■ **Deine Aufgabe**:
Schreib aus dem Textauszug unten die Stelle von „Es war trotzdem“ bis einschließlich „ungesagt Bleibenden unterlegt.“ Wort für Wort ab.

■ **Extrahierter Text**:
◇ ◇ ◇ ◇ ◇ ◇ ◇

Ein Plot nur in Fetzen, eine Suada, der aber leider nicht gelang, was Suaden gelingen muss: ei­ne*n zu packen, mitzuzerren, und sei's am Genick und sei's durch den Dreck. Zu viel Bluthund mit Kunstblut bei Haider, mit zu viel Selbstgenuss vorgetragen, zu kalkuliert wirkte das Ganze, selbst wenn man der Autorin die Wut durchaus abnimmt. Sie ist dann als Sängerin wohl einfach besser.

Es war trotzdem der interessanteste Auftritt am dritten Tag, wenngleich die letzte Vortragende, Meral Kureyshi, bei der Jury zu schlecht wegkam. Ihr Text erzählt von einer jungen Frau, die in einem Museum an drei Männer denkt, aber die Geschichte ist nicht so wichtig.

Wichtig sind die Sätze, nicht stringent verbundene Beobachtungsketten, die aber gerade mit dem Mangel an stringenter Verbundenheit eine Offenheit produzieren, die nicht diffus und unbestimmt bleibt, sondern die Präzision des Gesagten mit einem nicht minder präzis ungesagt Bleibenden unterlegt.

◇ ◇ ◇ ◇ ◇ ◇ ◇

■ **Bereitgestelltes Material**:
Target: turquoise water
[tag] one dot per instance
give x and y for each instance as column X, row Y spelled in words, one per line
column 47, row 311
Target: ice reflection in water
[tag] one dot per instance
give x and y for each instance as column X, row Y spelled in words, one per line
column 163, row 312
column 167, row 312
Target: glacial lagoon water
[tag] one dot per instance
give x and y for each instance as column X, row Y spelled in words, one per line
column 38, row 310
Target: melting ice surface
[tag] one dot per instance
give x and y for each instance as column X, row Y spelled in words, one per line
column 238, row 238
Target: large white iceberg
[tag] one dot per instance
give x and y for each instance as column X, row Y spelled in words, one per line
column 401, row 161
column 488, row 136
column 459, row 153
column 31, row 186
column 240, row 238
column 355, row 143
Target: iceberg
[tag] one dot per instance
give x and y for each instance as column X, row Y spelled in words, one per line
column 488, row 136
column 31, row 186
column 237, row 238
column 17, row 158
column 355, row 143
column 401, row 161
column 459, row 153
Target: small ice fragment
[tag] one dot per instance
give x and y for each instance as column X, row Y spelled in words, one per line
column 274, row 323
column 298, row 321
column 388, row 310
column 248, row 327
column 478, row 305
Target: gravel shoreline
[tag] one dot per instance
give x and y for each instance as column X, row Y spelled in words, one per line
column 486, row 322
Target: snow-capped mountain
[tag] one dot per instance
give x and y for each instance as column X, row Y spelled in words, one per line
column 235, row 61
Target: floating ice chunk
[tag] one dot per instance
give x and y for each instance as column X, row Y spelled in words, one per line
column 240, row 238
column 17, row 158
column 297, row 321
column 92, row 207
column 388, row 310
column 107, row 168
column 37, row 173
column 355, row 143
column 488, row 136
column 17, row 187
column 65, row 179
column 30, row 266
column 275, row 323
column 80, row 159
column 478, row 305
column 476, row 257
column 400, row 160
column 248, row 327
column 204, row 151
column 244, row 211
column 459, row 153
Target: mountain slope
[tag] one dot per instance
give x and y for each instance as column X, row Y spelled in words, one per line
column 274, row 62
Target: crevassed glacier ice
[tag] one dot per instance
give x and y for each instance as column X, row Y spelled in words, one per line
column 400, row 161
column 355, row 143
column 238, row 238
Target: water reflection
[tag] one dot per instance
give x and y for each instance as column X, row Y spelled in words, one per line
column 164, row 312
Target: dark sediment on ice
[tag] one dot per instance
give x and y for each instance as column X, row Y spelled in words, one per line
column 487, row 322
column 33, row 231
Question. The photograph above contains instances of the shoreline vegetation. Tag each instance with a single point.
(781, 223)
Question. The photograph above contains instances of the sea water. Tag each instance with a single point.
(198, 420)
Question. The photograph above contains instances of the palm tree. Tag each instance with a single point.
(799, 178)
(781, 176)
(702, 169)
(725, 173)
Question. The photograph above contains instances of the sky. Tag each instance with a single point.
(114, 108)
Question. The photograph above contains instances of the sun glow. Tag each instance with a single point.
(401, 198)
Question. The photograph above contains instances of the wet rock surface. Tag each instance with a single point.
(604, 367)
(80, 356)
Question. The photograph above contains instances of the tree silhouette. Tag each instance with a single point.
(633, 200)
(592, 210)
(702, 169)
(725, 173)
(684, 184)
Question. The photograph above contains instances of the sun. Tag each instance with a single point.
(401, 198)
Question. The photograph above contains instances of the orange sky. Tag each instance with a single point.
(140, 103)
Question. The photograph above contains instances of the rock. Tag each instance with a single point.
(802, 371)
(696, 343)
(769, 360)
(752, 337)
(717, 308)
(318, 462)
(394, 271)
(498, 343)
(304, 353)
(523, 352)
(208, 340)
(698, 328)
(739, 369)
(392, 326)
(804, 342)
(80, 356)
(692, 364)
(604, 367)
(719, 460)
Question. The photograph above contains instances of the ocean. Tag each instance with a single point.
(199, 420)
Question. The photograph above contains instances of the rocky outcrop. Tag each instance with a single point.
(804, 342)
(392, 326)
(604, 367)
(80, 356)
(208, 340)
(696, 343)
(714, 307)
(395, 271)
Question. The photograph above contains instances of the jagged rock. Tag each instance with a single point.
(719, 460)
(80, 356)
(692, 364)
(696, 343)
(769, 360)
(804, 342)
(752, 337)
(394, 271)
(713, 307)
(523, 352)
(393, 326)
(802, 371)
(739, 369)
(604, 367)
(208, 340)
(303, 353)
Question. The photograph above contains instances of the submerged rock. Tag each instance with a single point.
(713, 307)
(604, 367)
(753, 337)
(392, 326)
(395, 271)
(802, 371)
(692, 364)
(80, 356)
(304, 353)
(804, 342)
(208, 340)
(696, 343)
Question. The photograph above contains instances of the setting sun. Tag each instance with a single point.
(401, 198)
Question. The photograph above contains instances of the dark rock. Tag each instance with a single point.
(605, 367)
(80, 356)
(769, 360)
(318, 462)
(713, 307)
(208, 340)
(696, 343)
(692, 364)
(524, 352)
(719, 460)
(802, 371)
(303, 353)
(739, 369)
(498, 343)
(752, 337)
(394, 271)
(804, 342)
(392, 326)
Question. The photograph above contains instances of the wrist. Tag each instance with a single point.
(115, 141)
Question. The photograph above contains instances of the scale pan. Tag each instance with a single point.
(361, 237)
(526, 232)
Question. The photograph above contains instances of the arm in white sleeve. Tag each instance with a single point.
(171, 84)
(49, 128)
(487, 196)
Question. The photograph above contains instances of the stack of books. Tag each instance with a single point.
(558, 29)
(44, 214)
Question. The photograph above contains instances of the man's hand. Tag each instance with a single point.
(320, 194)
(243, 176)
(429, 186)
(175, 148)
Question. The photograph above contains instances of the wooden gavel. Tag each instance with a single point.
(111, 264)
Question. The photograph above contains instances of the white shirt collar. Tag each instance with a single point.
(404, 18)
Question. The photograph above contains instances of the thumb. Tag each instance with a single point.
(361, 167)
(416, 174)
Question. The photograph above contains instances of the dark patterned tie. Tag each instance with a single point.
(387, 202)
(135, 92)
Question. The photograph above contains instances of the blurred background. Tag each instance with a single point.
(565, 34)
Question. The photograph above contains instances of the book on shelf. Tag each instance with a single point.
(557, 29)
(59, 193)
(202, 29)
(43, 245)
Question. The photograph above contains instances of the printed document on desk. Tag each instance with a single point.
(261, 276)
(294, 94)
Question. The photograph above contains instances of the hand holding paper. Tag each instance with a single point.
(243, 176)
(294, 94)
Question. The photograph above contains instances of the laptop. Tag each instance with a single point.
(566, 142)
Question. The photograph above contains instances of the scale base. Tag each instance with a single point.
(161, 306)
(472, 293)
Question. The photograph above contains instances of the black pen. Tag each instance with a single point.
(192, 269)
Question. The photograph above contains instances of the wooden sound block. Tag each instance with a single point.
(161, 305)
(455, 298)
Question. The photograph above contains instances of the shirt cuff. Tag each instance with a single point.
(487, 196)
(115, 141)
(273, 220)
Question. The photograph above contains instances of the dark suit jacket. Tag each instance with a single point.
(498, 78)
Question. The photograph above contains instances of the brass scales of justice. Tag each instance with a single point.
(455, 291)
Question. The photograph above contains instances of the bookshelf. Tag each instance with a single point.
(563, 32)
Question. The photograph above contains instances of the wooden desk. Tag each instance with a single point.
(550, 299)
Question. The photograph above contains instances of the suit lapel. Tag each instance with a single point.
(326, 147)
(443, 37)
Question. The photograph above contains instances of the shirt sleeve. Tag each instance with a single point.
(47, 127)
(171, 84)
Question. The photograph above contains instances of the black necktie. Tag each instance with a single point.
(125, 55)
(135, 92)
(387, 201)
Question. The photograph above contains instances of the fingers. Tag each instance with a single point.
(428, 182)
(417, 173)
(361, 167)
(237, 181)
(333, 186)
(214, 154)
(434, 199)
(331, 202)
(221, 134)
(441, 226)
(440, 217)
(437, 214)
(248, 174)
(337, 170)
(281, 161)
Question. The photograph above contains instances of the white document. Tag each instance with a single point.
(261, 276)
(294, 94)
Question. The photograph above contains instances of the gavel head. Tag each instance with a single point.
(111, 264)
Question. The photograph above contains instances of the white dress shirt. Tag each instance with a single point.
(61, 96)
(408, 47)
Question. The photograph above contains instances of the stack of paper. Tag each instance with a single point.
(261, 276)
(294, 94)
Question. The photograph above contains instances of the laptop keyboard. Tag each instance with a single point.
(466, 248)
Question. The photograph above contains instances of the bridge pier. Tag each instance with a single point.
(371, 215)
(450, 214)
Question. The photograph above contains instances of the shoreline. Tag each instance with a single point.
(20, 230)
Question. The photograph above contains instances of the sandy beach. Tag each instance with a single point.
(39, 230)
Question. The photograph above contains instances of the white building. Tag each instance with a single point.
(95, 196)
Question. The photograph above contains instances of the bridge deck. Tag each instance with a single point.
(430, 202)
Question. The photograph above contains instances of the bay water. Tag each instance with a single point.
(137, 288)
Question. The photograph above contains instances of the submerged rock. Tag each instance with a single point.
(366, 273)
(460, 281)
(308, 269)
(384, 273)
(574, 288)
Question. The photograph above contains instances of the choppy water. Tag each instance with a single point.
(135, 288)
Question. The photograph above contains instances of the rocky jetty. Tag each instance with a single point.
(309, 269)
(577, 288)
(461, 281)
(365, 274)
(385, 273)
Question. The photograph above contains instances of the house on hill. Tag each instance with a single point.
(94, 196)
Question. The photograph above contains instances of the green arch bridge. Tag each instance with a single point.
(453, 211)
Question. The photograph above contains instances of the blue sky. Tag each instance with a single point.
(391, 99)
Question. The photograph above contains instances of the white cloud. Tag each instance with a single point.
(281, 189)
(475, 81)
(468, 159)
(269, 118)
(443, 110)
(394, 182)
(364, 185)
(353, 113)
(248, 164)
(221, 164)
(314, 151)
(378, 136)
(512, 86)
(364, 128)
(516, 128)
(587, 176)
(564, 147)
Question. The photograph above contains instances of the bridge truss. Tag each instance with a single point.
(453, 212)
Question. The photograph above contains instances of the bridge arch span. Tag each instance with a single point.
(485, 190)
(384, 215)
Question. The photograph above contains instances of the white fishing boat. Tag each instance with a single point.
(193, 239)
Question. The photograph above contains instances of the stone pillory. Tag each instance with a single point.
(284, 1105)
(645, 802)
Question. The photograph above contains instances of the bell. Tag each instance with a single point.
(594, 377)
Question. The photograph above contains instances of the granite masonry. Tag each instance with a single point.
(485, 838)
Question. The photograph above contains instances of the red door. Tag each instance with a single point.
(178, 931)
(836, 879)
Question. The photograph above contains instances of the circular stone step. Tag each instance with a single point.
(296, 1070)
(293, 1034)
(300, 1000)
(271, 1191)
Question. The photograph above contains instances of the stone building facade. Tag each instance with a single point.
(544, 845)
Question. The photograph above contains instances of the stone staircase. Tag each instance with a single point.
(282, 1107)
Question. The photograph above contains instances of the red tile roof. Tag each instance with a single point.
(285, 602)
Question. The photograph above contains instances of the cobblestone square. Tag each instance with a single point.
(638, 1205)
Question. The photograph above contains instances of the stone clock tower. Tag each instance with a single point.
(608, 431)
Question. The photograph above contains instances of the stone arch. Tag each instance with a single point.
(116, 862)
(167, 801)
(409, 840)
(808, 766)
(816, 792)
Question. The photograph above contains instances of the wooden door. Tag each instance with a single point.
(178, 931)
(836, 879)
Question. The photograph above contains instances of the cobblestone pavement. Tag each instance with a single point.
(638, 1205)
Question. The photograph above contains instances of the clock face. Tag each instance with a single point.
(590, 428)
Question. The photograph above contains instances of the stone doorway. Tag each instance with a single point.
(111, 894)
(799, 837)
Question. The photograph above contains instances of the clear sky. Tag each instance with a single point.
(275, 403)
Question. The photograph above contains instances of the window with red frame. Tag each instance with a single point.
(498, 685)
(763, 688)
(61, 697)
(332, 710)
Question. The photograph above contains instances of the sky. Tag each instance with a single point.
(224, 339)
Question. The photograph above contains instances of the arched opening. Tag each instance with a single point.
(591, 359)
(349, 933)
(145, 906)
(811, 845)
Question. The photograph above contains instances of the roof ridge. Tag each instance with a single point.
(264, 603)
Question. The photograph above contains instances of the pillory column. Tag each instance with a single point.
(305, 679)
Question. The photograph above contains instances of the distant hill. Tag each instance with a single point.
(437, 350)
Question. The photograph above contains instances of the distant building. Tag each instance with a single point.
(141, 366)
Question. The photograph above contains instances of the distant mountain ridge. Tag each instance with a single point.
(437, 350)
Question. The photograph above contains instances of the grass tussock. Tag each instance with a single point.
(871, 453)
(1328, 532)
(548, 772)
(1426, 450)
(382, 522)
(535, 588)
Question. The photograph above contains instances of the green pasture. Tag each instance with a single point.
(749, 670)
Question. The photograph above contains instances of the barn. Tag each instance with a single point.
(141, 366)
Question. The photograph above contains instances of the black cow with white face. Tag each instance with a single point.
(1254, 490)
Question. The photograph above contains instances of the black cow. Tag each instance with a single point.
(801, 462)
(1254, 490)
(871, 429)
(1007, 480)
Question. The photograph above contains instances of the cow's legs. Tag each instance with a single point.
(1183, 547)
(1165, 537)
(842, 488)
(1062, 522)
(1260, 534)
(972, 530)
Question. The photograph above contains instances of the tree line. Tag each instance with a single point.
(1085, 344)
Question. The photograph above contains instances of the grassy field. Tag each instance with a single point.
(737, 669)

◇ ◇ ◇ ◇ ◇ ◇ ◇

■ **Ausgearbeitete Lösung**:
Es war trotzdem der interessanteste Auftritt am dritten Tag, wenngleich die letzte Vortragende, Meral Kureyshi, bei der Jury zu schlecht wegkam. Ihr Text erzählt von einer jungen Frau, die in einem Museum an drei Männer denkt, aber die Geschichte ist nicht so wichtig.

Wichtig sind die Sätze, nicht stringent verbundene Beobachtungsketten, die aber gerade mit dem Mangel an stringenter Verbundenheit eine Offenheit produzieren, die nicht diffus und unbestimmt bleibt, sondern die Präzision des Gesagten mit einem nicht minder präzis ungesagt Bleibenden unterlegt.